[Extract provided — start]

Mutangamberi said the Samba II machines have helped them in doing routine testing and offer necessary interventions in a timely manner adding that Government should actually distribute more machines across Zimbabwe’s districts to meet the high demand of samples coming from clinics as a result of successful HIV management.

He said a reading of less than 1 000 copies indicate the person is responding well to treatment while a reading of more than 1 000 copies means the person is not responding well to anti-retroviral drugs and might need to be counselled, retested and ultimately switched to another drug regimen.

Dr Ziki further added that the coming in of the Samba II machines will help the country achieve the third 90 target of having 90 percent of all people receiving anti-retroviral therapy having viral suppression.

Zimbabwe also adopted the 90-90-90 United Nation Aids Programme ambitious targets that seeks by 2020, to have 90 percent of all people living with HIV knowing their HIV status, 90 percent of all people diagnosed with HIV receiving sustained anti-retroviral therapy, 90 percent of all people receiving anti-retroviral therapy having viral suppression.

“On the third 90 we are now at 85 percent and this increase is a result of the introduction of the point of care machine. On the first 90 we are at 90 percent while on the second 90 we are at 98 percent and I’m optimistic that we will achieve or surpass the 90 percent on the third 90 soon,” he said.

[Extract provided — finish]

**Problems to work on**
[1] Answer these questions using the excerpt on HIV viral load testing:
(a) What reading shows that a person is responding well to treatment?
(b) By what year do the 90-90-90 targets aim to be met?
(c) What percentage has Zimbabwe reached on the second 90?
[2] Retype the stretch of the excerpt on HIV viral load testing from "Mutangamberi said the" through "successful HIV management.".

[Data records — start]

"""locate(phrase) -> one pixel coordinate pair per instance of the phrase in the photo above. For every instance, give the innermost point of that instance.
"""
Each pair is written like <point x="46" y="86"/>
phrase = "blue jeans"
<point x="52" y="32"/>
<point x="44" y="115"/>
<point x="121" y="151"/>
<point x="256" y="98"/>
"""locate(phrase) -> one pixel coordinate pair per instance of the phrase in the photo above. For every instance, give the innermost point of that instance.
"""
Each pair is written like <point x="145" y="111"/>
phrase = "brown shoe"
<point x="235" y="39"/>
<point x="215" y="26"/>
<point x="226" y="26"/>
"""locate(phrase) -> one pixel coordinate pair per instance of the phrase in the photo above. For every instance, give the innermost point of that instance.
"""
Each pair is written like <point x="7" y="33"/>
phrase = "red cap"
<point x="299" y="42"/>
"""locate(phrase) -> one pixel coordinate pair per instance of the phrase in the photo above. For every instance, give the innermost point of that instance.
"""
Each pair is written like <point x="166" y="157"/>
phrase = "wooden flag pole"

[Data records — finish]

**Expected results**
[1]
(a) A reading of less than 1 000 copies.
(b) 2020.
(c) 98 percent.

[2]
Mutangamberi said the Samba II machines have helped them in doing routine testing and offer necessary interventions in a timely manner adding that Government should actually distribute more machines across Zimbabwe’s districts to meet the high demand of samples coming from clinics as a result of successful HIV management.